:: 数据行 ::

# # #

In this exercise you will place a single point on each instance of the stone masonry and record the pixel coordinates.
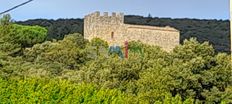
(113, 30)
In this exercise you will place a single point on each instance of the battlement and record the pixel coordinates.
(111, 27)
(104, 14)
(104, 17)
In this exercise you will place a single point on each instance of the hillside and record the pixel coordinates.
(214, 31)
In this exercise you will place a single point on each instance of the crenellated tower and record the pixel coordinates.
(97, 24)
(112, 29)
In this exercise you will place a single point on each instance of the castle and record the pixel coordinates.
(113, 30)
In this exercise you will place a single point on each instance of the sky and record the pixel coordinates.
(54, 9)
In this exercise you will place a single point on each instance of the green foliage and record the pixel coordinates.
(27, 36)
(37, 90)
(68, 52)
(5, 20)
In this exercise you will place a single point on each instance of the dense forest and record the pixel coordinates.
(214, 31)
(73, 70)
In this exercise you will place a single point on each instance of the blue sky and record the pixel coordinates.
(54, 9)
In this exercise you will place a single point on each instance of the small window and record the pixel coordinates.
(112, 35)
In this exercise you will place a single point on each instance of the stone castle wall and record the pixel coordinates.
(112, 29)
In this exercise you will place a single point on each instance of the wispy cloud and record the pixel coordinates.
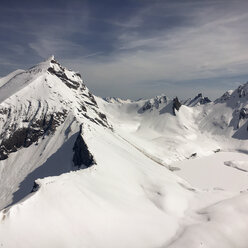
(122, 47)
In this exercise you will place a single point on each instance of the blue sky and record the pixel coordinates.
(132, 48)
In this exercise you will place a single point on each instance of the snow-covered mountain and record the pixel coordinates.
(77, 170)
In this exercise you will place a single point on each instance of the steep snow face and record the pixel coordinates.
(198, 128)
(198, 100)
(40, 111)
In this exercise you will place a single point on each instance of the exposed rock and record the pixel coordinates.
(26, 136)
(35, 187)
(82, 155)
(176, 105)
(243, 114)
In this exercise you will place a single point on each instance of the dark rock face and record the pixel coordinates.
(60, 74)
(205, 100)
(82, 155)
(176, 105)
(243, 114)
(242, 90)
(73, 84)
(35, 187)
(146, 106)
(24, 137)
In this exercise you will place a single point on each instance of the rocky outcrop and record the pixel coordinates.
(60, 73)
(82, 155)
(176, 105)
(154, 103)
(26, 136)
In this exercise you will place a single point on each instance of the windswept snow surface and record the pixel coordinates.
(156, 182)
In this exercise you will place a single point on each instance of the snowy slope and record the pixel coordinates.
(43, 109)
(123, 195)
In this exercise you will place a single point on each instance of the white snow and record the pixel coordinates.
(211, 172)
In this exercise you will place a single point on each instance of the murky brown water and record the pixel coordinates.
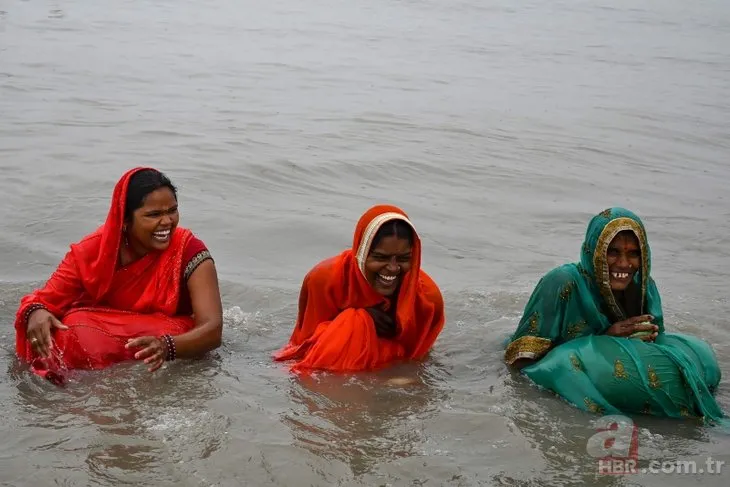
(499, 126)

# # #

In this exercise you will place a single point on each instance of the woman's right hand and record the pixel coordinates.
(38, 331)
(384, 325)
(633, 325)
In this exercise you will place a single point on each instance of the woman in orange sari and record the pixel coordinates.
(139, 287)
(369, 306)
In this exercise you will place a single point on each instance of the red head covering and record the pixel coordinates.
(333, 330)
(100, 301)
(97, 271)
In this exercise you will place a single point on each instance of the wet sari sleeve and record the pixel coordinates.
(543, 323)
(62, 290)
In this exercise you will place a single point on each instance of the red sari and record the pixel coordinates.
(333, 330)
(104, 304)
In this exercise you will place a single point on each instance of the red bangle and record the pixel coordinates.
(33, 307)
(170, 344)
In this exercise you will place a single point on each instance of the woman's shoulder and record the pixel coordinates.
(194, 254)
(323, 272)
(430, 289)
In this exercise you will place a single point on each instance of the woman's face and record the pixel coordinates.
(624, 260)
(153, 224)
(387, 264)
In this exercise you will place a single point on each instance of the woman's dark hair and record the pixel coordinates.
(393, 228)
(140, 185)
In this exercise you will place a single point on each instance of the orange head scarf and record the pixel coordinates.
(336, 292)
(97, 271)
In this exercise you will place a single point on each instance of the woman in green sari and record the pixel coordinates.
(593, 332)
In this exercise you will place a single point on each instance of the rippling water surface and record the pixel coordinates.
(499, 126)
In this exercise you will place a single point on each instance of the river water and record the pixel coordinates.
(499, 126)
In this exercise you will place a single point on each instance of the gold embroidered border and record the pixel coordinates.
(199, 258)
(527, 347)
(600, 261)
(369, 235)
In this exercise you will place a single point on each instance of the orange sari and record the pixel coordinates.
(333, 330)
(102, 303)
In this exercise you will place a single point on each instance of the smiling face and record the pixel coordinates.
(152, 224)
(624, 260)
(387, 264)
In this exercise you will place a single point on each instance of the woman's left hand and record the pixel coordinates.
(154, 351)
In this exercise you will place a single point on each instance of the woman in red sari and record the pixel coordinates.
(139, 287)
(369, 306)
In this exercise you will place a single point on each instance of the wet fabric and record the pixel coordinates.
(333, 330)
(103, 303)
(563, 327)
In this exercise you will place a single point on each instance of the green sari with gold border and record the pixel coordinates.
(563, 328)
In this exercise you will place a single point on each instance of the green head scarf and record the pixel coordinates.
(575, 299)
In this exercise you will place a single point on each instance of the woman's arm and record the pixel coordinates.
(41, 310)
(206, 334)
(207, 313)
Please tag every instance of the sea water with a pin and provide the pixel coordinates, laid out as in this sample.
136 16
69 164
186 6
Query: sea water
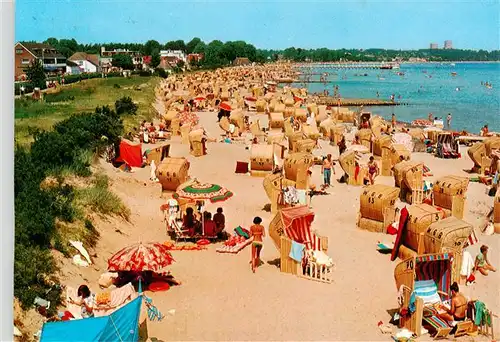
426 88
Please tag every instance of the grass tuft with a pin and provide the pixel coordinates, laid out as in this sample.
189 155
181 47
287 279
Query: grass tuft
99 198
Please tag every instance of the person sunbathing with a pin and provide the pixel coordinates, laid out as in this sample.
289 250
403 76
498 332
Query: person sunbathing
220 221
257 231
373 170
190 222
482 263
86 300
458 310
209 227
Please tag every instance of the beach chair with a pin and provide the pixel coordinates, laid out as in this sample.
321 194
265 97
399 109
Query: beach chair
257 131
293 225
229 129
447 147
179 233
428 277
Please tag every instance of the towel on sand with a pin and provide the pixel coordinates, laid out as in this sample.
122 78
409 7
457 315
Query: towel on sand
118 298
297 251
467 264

# # #

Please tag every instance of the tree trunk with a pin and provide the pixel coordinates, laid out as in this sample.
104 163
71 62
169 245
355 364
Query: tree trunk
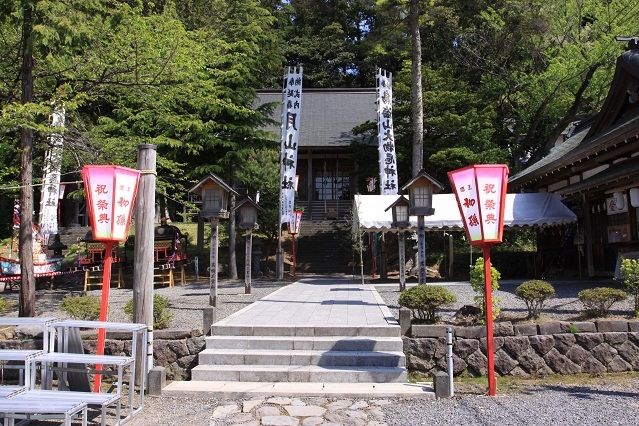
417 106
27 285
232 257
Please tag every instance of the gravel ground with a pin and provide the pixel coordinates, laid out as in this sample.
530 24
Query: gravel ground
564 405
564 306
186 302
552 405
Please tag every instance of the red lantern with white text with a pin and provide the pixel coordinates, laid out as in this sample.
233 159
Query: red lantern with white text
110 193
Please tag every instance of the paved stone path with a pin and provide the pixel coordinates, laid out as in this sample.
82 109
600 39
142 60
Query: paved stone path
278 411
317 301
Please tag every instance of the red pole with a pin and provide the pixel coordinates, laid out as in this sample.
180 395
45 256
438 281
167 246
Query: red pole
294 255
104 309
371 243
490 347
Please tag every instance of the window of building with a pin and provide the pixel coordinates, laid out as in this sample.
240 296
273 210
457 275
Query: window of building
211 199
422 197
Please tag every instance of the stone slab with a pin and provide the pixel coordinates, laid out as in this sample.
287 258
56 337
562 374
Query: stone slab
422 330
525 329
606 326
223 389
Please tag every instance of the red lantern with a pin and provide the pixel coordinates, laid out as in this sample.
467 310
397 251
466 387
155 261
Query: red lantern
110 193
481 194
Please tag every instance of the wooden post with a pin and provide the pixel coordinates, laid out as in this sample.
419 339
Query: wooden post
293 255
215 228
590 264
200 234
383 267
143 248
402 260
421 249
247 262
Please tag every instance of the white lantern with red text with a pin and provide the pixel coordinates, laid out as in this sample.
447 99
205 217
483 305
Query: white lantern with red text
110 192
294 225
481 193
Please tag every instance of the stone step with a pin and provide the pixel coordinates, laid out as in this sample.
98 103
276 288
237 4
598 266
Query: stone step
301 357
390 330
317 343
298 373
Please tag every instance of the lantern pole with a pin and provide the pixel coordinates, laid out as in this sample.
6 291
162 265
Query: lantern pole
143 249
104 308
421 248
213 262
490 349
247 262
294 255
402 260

# # #

上面的数据中，有多少行含有字符串“gravel”？只写出数字。

2